Brief
Copy every line of the material below, request text included, and shift each answer coordinate by adding 95 to both of its numbers while leaving the numbers in the request text unchanged. Leave the pictures out of your copy.

Data provided
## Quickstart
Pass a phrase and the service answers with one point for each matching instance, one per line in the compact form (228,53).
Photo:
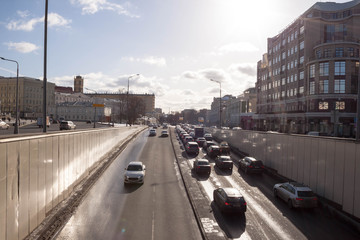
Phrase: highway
(158,209)
(32,128)
(161,208)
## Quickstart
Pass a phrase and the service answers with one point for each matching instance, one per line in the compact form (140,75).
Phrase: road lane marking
(272,223)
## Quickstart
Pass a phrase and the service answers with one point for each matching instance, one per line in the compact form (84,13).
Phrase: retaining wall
(36,173)
(330,166)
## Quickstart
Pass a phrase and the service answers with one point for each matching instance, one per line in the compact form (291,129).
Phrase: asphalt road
(158,209)
(32,128)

Complete output
## Quickstart
Pass a phrase and the service answers with one point for each matching instance, one per line in the compact form (228,53).
Photo:
Phrase: highway
(253,304)
(127,223)
(256,303)
## Quickstart
Pass a phrase and the service answers with one point for each matching instance, one per line in the compact form (140,75).
Phrase: road lane marking
(367,318)
## Quickstart
Pass a phrase and the service answers with one point for each matching instance, one per line in the compact form (84,13).
Phrase: retaining wall
(131,268)
(425,261)
## Quickstart
Pass a phrase and the service answers with one point for each matching instance, one per line in the compact form (291,129).
Phrase: asphalt road
(253,304)
(127,223)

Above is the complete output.